__What to do__. Repeat the line that contains "Point out every instance of the brown dog's black" exactly, along with each following line up to and including the last line of the entries.

__Information shown__.
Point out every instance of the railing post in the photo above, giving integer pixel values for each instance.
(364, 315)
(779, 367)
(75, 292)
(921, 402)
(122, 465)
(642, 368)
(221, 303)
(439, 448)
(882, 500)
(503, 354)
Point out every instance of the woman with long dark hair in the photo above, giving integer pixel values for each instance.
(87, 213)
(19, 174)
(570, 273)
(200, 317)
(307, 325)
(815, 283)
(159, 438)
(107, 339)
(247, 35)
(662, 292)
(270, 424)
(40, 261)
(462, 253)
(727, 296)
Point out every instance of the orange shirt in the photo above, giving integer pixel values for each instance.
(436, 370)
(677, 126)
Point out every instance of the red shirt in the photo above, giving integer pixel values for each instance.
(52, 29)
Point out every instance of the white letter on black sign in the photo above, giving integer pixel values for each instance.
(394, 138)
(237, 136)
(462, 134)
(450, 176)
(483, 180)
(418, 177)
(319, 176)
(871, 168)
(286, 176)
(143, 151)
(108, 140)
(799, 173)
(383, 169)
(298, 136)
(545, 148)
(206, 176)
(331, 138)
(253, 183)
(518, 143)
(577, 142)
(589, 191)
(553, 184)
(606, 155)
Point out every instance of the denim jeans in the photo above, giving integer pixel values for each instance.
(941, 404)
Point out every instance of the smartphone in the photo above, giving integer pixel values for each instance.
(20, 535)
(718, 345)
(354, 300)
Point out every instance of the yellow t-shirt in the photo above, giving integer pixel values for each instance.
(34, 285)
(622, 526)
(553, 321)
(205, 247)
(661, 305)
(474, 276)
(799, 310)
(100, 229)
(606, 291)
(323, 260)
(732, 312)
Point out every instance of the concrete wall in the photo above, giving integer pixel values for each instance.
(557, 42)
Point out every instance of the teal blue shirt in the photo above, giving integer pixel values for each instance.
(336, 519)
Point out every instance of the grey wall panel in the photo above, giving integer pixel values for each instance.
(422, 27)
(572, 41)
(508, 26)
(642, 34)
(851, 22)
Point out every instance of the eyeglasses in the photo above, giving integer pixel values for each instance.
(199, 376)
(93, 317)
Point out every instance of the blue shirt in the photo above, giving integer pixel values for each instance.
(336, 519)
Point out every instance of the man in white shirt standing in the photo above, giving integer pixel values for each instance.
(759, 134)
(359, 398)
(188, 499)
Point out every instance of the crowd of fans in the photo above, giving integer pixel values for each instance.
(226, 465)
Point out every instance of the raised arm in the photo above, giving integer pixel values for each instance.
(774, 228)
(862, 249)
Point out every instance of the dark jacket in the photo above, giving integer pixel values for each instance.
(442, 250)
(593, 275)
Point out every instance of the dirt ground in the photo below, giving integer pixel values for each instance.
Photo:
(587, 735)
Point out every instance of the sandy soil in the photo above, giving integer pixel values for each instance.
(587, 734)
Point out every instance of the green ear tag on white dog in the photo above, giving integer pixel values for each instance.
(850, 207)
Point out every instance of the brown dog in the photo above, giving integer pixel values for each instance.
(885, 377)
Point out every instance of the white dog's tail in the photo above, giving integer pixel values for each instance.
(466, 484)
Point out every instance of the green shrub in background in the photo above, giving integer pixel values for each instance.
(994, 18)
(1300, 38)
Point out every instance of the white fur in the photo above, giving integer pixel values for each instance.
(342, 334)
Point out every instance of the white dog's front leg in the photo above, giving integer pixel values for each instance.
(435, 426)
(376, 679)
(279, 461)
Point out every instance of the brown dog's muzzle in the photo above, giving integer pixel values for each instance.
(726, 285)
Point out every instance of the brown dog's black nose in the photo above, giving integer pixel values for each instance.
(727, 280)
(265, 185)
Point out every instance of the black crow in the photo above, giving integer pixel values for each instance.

__Solution to the problem__.
Point out every instance of the brown dog's black nose in the photo above, giving integer pixel values for each instance.
(727, 280)
(265, 185)
Point out every instance of the black crow in the photo above, giving integer pixel values for each instance.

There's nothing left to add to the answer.